— Start of Supplied data —

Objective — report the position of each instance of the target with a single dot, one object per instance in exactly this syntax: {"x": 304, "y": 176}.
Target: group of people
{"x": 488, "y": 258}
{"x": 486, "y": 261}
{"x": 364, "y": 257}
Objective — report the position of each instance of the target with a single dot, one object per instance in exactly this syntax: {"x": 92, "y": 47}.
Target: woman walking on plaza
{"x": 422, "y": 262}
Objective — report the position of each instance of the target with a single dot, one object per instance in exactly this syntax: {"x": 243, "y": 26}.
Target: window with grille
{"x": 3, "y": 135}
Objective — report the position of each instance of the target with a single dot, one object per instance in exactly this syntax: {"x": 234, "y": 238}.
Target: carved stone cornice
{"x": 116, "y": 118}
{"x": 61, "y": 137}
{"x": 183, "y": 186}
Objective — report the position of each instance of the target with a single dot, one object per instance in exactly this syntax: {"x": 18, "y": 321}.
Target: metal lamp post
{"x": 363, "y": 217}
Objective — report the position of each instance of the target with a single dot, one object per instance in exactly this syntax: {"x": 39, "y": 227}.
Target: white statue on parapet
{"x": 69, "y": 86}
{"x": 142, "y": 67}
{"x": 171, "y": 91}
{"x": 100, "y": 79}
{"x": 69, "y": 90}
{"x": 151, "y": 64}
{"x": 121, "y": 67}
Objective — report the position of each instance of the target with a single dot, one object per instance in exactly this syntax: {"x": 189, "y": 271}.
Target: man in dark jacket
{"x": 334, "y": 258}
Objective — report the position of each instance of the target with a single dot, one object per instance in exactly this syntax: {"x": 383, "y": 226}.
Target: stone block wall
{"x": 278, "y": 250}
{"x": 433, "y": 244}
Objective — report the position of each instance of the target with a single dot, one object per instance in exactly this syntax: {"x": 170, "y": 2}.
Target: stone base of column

— End of Supplied data —

▶ Written problem: Please repeat all the records above exactly as they appear.

▶ Result of the task:
Objective — report the position of each instance of the target with a single dot, one object per instance in exactly this syntax: {"x": 304, "y": 176}.
Target: group of people
{"x": 488, "y": 258}
{"x": 486, "y": 261}
{"x": 364, "y": 257}
Objective — report the position of each instance of the target with a single dot, one object per instance in exactly this syntax: {"x": 92, "y": 47}.
Target: woman walking on plaza
{"x": 422, "y": 262}
Objective — report the position of each instance of the target with a single dot, one object per instance in exactly this syntax: {"x": 243, "y": 26}.
Target: window with grille
{"x": 3, "y": 135}
Objective — report the position of each instance of the target with a single dot, one object per instance in exactly this syntax: {"x": 234, "y": 238}.
Target: carved stone cornice
{"x": 116, "y": 118}
{"x": 61, "y": 137}
{"x": 183, "y": 186}
Objective — report the position of each instance of the target with a single dot, one object per instance in exactly this syntax: {"x": 18, "y": 321}.
Target: metal lamp post
{"x": 363, "y": 217}
Objective — report the position of each instance of the target with a single dot, one object per instance in exactly this syntax: {"x": 39, "y": 227}.
Target: white statue on parapet
{"x": 69, "y": 86}
{"x": 142, "y": 67}
{"x": 171, "y": 91}
{"x": 100, "y": 79}
{"x": 69, "y": 90}
{"x": 151, "y": 64}
{"x": 121, "y": 67}
Objective — report the position of each instance of the target with a single dot, one object per instance in exactly this syntax: {"x": 189, "y": 271}.
Target: man in dark jacket
{"x": 334, "y": 258}
Objective — report the position of each instance of the target with a single dot, one object per instance in exactly this syntax: {"x": 383, "y": 226}.
Target: stone block wall
{"x": 278, "y": 250}
{"x": 433, "y": 244}
Objective — report the position of each instance of the target with a single dot, one object per instance in exactly this syntax: {"x": 170, "y": 2}.
Target: stone base of column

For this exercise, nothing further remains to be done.